De la longueur des culottes… suite

Vous vous souvenez que nous avions réouvert le débat qui animait la revue Le Chef en 1928 – 1929 : les chefs doivent-ils porter la culotte courte, ou la culotte Saumur ? C’est dans Le Chef n°61 que nous avons magistralement le fin mot de la chose, avec une réponse qui cette fois s’intéresse beaucoup plus au fond des choses qu’à des considérations esthétiques et mondaines. Dépassons l’anecdote, et découvrons ce fameux article ensemble.


Pour la culotte

La coupe de nos culottes de chefs continue à hanter certains et à les priver de sommeil… ils mettent d’ailleurs à profit ces malheureuses insomnies, en rédigeant des mémoires enflammés. 

Jacques Balle (S-R d’Epernay) tout en reconnaissant que la culotte courte l’a beaucoup aidé à vaincre le respect humain, ajoute :

« Si nous voulons gagner les esprit à notre cause, nous aurons beaucoup plus d’influence en nous montrant en culotte Saumur avec la veste… c’est que la Société Française n’est pas encore habituée à voir porter des culottes courtes à tout âge… Si nous voulons l’accroissement de notre Mouvement, nous trouverions certainement des esprits plus sympathiques en nous introduisant avec une tenue correcte dans tous les milieux. Nous apparaîtrons comme des chefs aux yeux des enfants, nous témoignant plus de respect et d’obéissance que si nous étions en culotte courte ».

• **Énoncé**
Réécrivez le texte sur la longueur des culottes depuis « Pour la culotte » jusqu'à « des mémoires enflammés. » inclus, en remplaçant « insomnies » par « nuits blanches ». Les lignes proviennent d'une source distincte du texte.

• **Extraits des lignes**
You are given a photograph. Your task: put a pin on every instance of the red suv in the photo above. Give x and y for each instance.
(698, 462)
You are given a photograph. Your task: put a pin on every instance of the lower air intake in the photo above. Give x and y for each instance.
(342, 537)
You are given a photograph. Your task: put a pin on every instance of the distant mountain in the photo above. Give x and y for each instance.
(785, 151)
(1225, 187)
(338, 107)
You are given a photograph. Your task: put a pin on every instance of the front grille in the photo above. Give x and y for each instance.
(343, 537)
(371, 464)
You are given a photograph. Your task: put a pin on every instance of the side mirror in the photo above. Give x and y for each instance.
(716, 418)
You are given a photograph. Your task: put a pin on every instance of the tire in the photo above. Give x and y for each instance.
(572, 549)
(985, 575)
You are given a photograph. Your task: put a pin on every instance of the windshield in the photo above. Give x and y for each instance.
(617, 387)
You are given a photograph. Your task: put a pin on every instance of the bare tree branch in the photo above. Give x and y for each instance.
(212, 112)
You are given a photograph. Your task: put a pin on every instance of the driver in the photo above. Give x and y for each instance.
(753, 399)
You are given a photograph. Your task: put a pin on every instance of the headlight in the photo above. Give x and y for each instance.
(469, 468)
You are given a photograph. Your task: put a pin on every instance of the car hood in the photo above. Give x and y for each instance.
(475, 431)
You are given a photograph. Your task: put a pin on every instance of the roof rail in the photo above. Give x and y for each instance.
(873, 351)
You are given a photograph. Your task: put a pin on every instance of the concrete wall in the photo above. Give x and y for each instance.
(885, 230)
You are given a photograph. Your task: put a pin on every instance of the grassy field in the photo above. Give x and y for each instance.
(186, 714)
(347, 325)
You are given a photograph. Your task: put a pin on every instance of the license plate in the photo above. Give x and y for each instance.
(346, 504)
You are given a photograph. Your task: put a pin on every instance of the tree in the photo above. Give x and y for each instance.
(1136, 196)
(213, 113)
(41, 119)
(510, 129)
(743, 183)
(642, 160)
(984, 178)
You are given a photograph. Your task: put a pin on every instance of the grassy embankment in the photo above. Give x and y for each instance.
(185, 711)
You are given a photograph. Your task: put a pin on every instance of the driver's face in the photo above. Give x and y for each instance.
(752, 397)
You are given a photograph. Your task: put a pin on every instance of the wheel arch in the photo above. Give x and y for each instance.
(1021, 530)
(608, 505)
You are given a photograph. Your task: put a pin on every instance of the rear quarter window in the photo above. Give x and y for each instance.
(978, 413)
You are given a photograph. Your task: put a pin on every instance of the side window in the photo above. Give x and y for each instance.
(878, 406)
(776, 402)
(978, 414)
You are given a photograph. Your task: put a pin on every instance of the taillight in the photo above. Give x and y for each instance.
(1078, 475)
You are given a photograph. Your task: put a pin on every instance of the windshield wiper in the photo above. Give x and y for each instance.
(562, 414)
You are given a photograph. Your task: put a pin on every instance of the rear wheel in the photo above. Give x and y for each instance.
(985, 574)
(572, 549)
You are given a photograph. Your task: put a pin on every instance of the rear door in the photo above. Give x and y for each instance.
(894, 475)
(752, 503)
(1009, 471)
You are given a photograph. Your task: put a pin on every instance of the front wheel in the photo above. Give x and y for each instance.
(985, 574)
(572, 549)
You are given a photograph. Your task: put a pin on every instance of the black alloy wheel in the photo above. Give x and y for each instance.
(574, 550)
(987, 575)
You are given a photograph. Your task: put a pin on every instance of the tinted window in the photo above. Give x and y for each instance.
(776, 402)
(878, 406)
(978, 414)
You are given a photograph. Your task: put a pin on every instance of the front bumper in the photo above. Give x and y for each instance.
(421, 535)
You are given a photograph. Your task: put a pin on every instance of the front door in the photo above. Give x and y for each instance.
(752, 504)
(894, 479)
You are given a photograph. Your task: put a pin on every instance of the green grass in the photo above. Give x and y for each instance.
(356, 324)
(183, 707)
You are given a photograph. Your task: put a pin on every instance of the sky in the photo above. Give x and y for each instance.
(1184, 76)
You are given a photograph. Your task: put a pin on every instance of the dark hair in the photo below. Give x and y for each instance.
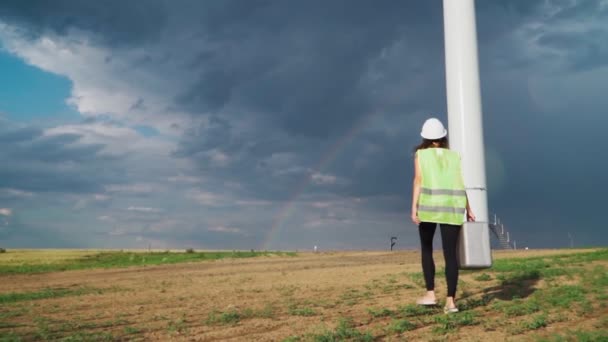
(426, 143)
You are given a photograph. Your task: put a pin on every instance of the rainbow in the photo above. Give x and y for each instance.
(288, 206)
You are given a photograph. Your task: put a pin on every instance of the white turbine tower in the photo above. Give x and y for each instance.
(465, 125)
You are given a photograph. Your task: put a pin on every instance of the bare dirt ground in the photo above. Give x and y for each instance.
(261, 299)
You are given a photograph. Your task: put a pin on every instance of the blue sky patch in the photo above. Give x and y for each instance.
(28, 93)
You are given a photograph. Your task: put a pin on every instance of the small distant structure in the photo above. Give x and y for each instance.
(393, 241)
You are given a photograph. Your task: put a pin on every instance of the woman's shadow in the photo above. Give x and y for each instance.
(513, 286)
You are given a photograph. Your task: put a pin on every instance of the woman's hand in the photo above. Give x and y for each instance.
(470, 215)
(415, 218)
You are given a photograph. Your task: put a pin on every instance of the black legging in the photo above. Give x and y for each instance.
(449, 239)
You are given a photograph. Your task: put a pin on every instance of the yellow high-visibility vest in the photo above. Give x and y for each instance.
(442, 195)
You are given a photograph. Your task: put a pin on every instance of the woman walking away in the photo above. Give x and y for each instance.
(438, 197)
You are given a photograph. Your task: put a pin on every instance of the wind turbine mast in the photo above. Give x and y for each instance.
(465, 125)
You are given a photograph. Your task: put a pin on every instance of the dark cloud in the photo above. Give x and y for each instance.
(282, 90)
(112, 22)
(58, 163)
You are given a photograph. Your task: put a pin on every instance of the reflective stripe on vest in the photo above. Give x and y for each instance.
(442, 195)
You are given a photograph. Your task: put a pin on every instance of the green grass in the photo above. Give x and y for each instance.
(577, 335)
(518, 307)
(13, 297)
(234, 316)
(87, 337)
(305, 311)
(345, 331)
(537, 322)
(412, 310)
(125, 259)
(10, 337)
(447, 323)
(483, 277)
(400, 326)
(562, 296)
(383, 312)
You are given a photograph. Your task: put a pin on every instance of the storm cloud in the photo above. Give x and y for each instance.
(237, 123)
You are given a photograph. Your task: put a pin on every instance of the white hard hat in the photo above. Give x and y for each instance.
(433, 129)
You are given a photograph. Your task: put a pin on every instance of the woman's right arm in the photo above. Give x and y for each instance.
(416, 190)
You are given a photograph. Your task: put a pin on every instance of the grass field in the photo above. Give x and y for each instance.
(535, 295)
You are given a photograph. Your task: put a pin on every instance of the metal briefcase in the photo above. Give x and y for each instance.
(474, 250)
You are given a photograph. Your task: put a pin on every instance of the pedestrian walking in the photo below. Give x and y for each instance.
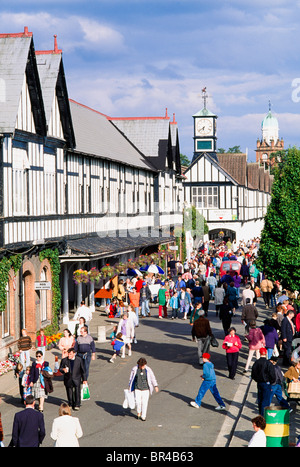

• **Résultat attendu**
Pour la culotte

La coupe de nos culottes de chefs continue à hanter certains et à les priver de sommeil… ils mettent d’ailleurs à profit ces malheureuses nuits blanches, en rédigeant des mémoires enflammés.